■ Exercise materials:
======
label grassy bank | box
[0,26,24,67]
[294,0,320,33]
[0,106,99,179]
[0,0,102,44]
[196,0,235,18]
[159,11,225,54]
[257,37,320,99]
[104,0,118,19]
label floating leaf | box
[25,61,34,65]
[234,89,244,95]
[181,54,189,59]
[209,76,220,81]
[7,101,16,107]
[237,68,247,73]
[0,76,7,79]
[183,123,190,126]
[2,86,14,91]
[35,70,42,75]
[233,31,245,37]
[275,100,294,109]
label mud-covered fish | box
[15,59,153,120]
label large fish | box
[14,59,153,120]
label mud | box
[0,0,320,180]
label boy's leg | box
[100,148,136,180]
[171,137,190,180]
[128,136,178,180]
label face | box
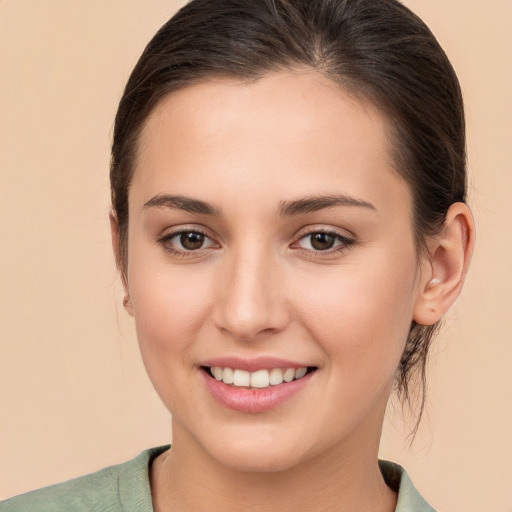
[126,72,421,471]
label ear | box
[108,210,133,316]
[413,203,475,325]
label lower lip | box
[201,371,315,414]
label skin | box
[112,71,473,511]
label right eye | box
[159,230,216,255]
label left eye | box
[298,231,351,251]
[162,231,215,252]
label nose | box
[214,246,290,341]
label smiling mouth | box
[202,366,317,389]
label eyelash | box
[158,228,356,258]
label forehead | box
[131,72,404,213]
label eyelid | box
[291,226,357,257]
[157,225,220,257]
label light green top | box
[0,446,435,512]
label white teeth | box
[210,366,308,389]
[270,368,283,386]
[251,370,270,388]
[233,370,251,387]
[295,368,308,379]
[212,366,222,380]
[222,368,234,384]
[283,368,295,382]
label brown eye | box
[297,231,354,254]
[309,233,336,251]
[180,231,206,251]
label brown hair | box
[110,0,466,426]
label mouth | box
[201,366,317,389]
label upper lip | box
[201,356,312,372]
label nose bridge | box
[216,241,288,340]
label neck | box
[151,420,396,512]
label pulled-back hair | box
[110,0,466,428]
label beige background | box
[0,0,512,512]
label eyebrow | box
[279,195,377,217]
[143,194,376,217]
[142,194,222,217]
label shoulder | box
[0,446,168,512]
[379,460,436,512]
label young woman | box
[2,0,474,512]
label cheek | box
[129,258,215,366]
[294,254,416,374]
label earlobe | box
[109,210,133,316]
[413,203,475,325]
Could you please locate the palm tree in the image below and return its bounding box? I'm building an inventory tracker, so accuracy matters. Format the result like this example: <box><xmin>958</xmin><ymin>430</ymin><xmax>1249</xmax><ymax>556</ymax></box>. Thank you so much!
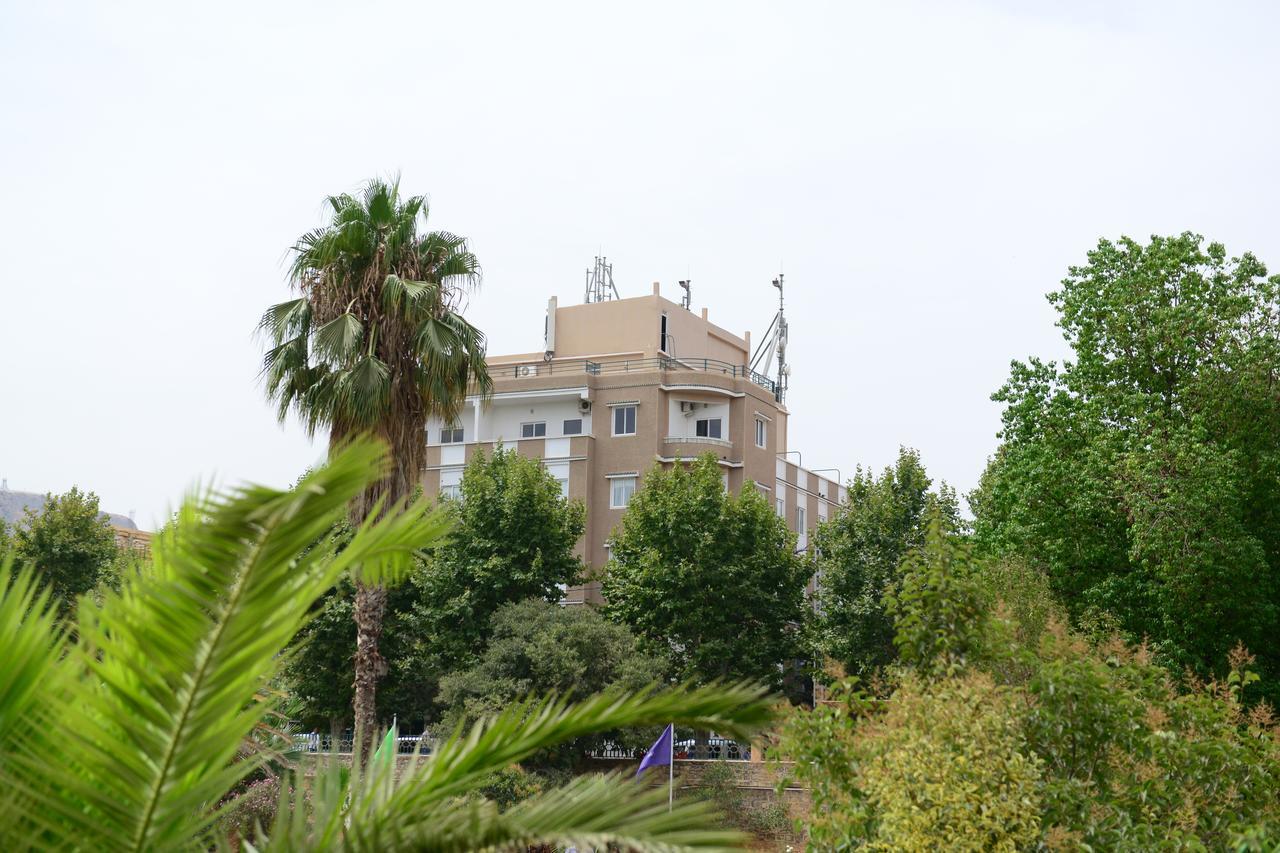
<box><xmin>260</xmin><ymin>179</ymin><xmax>493</xmax><ymax>754</ymax></box>
<box><xmin>0</xmin><ymin>443</ymin><xmax>768</xmax><ymax>852</ymax></box>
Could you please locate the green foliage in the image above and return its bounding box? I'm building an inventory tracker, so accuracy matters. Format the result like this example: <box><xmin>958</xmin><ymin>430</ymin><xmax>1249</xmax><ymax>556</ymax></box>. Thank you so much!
<box><xmin>408</xmin><ymin>448</ymin><xmax>586</xmax><ymax>671</ymax></box>
<box><xmin>439</xmin><ymin>599</ymin><xmax>662</xmax><ymax>763</ymax></box>
<box><xmin>288</xmin><ymin>450</ymin><xmax>586</xmax><ymax>727</ymax></box>
<box><xmin>0</xmin><ymin>444</ymin><xmax>769</xmax><ymax>850</ymax></box>
<box><xmin>260</xmin><ymin>179</ymin><xmax>490</xmax><ymax>438</ymax></box>
<box><xmin>884</xmin><ymin>512</ymin><xmax>987</xmax><ymax>672</ymax></box>
<box><xmin>783</xmin><ymin>674</ymin><xmax>1041</xmax><ymax>850</ymax></box>
<box><xmin>603</xmin><ymin>455</ymin><xmax>812</xmax><ymax>685</ymax></box>
<box><xmin>0</xmin><ymin>488</ymin><xmax>119</xmax><ymax>613</ymax></box>
<box><xmin>970</xmin><ymin>234</ymin><xmax>1280</xmax><ymax>697</ymax></box>
<box><xmin>695</xmin><ymin>761</ymin><xmax>792</xmax><ymax>839</ymax></box>
<box><xmin>814</xmin><ymin>447</ymin><xmax>960</xmax><ymax>675</ymax></box>
<box><xmin>783</xmin><ymin>524</ymin><xmax>1280</xmax><ymax>850</ymax></box>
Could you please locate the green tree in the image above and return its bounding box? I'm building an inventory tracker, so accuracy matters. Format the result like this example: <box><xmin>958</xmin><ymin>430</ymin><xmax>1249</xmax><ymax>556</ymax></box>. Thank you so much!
<box><xmin>0</xmin><ymin>443</ymin><xmax>769</xmax><ymax>850</ymax></box>
<box><xmin>970</xmin><ymin>234</ymin><xmax>1280</xmax><ymax>695</ymax></box>
<box><xmin>782</xmin><ymin>514</ymin><xmax>1280</xmax><ymax>850</ymax></box>
<box><xmin>439</xmin><ymin>598</ymin><xmax>663</xmax><ymax>763</ymax></box>
<box><xmin>814</xmin><ymin>447</ymin><xmax>960</xmax><ymax>675</ymax></box>
<box><xmin>8</xmin><ymin>488</ymin><xmax>119</xmax><ymax>613</ymax></box>
<box><xmin>260</xmin><ymin>181</ymin><xmax>492</xmax><ymax>749</ymax></box>
<box><xmin>411</xmin><ymin>447</ymin><xmax>586</xmax><ymax>671</ymax></box>
<box><xmin>884</xmin><ymin>512</ymin><xmax>987</xmax><ymax>672</ymax></box>
<box><xmin>604</xmin><ymin>453</ymin><xmax>812</xmax><ymax>685</ymax></box>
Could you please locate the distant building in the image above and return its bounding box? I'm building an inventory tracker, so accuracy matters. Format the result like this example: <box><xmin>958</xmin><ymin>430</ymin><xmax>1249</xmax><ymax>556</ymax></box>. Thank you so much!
<box><xmin>422</xmin><ymin>275</ymin><xmax>846</xmax><ymax>605</ymax></box>
<box><xmin>0</xmin><ymin>480</ymin><xmax>151</xmax><ymax>553</ymax></box>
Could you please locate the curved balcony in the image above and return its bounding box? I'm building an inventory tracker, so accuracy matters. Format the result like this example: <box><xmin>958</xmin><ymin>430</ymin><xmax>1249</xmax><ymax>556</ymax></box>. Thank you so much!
<box><xmin>662</xmin><ymin>435</ymin><xmax>733</xmax><ymax>447</ymax></box>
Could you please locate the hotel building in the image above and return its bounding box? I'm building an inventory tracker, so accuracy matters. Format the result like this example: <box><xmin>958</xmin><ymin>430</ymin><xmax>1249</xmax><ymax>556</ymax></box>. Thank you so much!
<box><xmin>422</xmin><ymin>283</ymin><xmax>845</xmax><ymax>605</ymax></box>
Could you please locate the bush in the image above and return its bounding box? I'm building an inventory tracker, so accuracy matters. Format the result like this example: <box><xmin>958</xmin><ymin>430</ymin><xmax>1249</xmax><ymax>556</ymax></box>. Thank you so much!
<box><xmin>696</xmin><ymin>761</ymin><xmax>792</xmax><ymax>839</ymax></box>
<box><xmin>783</xmin><ymin>517</ymin><xmax>1280</xmax><ymax>850</ymax></box>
======
■ What needs to be done:
Find each line of the records above that contains the string "hair", matching case exactly, and copy those lines.

■ Output of the exercise:
label brown hair | box
label pulled-back hair | box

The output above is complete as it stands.